TK: So, the Swiss government’s decision-making is more based on emotions than on reason?
JB: It is not the only one, unfortunately. This “management by Twitter” that has the upper hand in the entire Western world at the moment is absolutely inappropriate. It leads to this situation where you react before you know exactly what has happened.
Obviously, things don’t get better as a result. We close the doors. We do not communicate anymore. Diplomacy has stalled. In reality, it is not about solving the problem of “war,” but about eliminating the problem of “Putin.”
TK: Reacting before you know the details is common practice?
JB: Yes, after the missile attack on civilians at the Kramatorsk train station on April 8, the Swiss minister of Foreign Affairs summoned the Russian ambassador. At that time, however, only few details of the attack were known. Nevertheless, the Russians were accused. Today, factual evidence, such as the serial number of the missile, the direction of the launch, the type of missile and the strategy tend to indicate a Ukrainian responsibility. But without an impartial international investigation, a direct accusation of Russia means an endorsement of a possible war crime by Ukraine. That is not the way to run states. The fact that the political leadership is unable to take distance to the events is extremely disturbing.
TK: Without distance, it is probably extremely difficult to judge a situation adequately?
JB: In most cases, we are not able to distinguish between a war crime and “collateral damage.” In large part, this is because the media dictate an answer to us. What was provocation, what was reaction, what is propaganda? We don’t know. Despite everything, we accuse and sanction Russia. But if you want to condemn something, first you need an international and impartial commission of inquiry to find out what happened. What we are doing tends to exclude any possibility of dialogue, and that prevents the formulation of a crisis management strategy.
TK: So, the citizen and the state cannot have the same approach?
JB: The citizen can believe what he wants. What the ordinary citizen thinks is completely up to him. He can mean what he wants about Putin, about Russia. He can hate people if he wants to. But a state and state media cannot afford that.
TK: Why not?
JB: The role of a state is not to express the emotions of its people, but to represent their interests. Ukraine’s interest is to protect its citizens from an aggression. Switzerland’s interest should not be to support a war, but to support achieving a peaceful solution. Switzerland’s role should not be to blame or condemn. Today, Switzerland decided the second largest number of sanctions against Russia, but it didn’t apply any sanction against the U.S., the UK or Israel. In other words, we accept crimes when they are committed by some, but not when they are committed by others.
It has been known for a long time that Ukrainian militias commit war crimes and crimes against humanity. Switzerland has not condemned them. Currently, many Ukrainian war crimes are beginning to be denounced by Western witnesses and humanitarian workers. Their revelations are censored, like the revelation of Natalia Usmanova, censored by Reuters and Der Spiegel, which tells that it was Ukrainian militias and not Russians who prevented civilians from escaping through humanitarian corridors. By turning a blind eye to them, Switzerland is supporting practices that are prohibited under the Geneva Conventions, of which it is the depositary state.
“Kiev and the West are waging a media war against Russia and the Donbas republics.”
TK: This means that the West is promoting crises?

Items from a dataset
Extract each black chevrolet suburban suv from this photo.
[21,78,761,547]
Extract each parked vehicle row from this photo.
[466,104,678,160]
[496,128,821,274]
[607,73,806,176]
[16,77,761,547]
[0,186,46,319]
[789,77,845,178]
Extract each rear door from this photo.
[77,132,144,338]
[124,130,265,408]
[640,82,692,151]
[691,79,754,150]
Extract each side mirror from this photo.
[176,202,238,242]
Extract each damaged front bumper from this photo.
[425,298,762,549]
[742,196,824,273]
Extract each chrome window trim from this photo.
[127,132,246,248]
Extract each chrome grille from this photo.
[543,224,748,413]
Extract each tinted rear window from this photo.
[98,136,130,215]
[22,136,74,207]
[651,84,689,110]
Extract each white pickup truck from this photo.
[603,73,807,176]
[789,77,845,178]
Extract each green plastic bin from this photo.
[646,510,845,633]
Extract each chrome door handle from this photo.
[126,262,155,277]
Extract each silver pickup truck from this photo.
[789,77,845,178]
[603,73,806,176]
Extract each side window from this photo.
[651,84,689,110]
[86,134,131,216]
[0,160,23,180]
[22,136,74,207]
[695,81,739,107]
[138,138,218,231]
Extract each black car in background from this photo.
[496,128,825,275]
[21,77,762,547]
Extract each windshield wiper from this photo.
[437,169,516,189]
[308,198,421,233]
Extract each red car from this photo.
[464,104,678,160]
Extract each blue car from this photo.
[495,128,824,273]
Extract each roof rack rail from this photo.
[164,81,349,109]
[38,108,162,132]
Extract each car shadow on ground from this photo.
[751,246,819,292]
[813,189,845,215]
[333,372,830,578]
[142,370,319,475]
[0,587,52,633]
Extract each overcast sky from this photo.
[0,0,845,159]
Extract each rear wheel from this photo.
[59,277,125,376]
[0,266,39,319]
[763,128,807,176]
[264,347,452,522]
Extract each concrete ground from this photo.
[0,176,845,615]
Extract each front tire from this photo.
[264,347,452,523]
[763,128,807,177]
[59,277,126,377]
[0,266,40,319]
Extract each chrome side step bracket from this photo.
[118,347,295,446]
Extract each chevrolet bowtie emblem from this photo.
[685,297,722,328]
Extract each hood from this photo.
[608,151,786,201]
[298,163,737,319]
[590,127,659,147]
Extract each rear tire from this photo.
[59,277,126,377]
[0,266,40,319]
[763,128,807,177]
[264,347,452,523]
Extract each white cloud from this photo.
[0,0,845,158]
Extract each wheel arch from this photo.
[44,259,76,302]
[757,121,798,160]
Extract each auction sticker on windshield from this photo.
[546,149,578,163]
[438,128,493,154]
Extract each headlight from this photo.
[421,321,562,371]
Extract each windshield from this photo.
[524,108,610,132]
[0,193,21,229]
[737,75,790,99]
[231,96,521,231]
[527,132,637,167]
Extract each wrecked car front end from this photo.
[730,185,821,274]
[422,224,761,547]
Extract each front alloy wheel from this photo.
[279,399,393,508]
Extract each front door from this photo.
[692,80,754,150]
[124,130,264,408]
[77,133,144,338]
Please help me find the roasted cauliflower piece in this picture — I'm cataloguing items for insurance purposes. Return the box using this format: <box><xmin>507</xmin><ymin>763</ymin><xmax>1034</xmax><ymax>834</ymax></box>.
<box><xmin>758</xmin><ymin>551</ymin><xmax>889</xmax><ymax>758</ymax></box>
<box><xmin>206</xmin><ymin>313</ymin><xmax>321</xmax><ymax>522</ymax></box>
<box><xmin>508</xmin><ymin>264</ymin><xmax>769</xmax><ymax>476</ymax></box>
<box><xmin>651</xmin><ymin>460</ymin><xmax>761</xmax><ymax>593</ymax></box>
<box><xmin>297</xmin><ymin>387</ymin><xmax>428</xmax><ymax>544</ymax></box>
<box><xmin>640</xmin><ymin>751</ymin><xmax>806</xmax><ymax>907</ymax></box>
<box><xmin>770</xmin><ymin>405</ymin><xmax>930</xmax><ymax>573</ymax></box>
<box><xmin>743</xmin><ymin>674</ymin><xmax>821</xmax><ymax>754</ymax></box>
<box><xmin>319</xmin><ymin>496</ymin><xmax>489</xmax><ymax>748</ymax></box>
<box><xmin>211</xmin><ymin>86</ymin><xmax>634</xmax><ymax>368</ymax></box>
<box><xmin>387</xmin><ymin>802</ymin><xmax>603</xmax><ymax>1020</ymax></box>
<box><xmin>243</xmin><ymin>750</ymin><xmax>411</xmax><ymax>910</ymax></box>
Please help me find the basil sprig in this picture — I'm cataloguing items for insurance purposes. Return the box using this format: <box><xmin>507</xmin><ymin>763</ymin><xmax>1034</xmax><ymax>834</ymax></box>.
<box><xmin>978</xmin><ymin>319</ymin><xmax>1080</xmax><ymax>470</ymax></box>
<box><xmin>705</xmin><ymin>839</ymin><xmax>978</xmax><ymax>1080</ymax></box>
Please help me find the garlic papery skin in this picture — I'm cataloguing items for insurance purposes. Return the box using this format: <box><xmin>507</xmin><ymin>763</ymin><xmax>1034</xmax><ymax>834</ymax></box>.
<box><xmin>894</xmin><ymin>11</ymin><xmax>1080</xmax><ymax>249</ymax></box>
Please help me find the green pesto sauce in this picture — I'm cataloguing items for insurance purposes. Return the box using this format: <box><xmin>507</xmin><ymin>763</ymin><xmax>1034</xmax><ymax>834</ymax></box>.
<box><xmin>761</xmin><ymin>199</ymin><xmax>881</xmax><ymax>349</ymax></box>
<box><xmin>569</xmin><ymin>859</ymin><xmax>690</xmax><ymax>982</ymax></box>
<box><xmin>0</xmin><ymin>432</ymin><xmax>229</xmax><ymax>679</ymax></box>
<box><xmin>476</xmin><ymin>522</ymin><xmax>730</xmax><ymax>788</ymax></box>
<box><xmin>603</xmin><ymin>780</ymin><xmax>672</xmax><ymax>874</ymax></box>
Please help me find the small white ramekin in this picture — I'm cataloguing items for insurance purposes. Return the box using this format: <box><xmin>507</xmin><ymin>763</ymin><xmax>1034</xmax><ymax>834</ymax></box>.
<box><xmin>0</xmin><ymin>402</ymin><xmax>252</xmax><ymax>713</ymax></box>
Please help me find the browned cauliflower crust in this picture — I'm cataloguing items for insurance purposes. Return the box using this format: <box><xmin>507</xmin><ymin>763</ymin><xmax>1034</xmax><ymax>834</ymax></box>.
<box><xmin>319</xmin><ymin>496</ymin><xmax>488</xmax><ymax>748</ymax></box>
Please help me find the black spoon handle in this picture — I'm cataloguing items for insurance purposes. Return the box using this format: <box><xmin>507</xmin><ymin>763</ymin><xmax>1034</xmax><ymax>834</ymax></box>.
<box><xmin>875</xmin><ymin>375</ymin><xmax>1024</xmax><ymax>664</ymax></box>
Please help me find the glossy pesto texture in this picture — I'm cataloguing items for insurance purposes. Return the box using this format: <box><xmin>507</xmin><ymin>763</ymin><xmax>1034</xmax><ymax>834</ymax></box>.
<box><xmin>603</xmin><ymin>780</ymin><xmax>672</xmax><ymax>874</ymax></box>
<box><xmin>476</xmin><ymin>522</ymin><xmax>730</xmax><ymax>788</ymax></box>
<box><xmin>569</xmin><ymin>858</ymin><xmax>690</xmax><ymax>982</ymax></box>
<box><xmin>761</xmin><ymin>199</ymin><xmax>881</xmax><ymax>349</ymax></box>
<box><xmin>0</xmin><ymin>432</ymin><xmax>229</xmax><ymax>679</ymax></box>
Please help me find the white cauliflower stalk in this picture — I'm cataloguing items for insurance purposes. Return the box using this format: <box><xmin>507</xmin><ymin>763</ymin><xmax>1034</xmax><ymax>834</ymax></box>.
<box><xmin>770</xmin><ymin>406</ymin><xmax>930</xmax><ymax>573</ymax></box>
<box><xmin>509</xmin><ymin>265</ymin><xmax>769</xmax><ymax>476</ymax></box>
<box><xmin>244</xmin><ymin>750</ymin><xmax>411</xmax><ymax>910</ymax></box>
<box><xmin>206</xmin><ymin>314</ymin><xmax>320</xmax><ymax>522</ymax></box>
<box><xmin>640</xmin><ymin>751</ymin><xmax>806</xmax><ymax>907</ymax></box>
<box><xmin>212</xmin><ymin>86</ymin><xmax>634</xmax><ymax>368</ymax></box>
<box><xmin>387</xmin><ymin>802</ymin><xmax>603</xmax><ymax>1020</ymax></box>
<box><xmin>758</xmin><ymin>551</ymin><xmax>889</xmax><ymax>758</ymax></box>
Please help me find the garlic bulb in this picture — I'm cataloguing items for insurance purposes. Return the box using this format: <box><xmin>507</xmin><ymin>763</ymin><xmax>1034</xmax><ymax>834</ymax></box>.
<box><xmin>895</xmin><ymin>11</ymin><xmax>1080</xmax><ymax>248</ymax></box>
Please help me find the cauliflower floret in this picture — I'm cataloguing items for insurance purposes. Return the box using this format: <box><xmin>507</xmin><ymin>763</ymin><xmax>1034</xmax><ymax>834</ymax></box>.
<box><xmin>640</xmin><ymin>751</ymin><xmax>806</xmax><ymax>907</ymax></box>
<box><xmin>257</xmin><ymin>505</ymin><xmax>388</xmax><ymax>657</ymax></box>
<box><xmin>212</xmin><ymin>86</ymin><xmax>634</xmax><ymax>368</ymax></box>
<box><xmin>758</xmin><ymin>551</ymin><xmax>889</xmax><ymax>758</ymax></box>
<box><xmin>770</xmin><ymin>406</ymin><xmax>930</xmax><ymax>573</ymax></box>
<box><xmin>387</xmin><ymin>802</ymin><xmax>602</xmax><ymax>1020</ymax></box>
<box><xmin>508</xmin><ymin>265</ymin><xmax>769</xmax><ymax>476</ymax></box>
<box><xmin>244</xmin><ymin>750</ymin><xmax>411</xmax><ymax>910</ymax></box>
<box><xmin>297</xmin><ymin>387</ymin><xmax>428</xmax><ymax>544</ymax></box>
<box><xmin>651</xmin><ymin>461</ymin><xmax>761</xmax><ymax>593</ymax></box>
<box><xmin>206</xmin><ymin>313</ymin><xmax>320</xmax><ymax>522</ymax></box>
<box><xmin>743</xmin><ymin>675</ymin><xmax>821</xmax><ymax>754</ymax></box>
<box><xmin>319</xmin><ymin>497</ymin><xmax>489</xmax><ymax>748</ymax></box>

● Tasks to complete:
**1)** In the interview, what does JB say the role of a state is?
**2)** Rewrite the part of the interview starting with "TK: So, the Swiss" and going on through "what has happened.", using "unsuitable" in place of "inappropriate".

● Task-by-task results:
**1)** The role of a state is not to express the emotions of its people but to represent their interests.

**2)**
TK: So, the Swiss government’s decision-making is more based on emotions than on reason?
JB: It is not the only one, unfortunately. This “management by Twitter” that has the upper hand in the entire Western world at the moment is absolutely unsuitable. It leads to this situation where you react before you know exactly what has happened.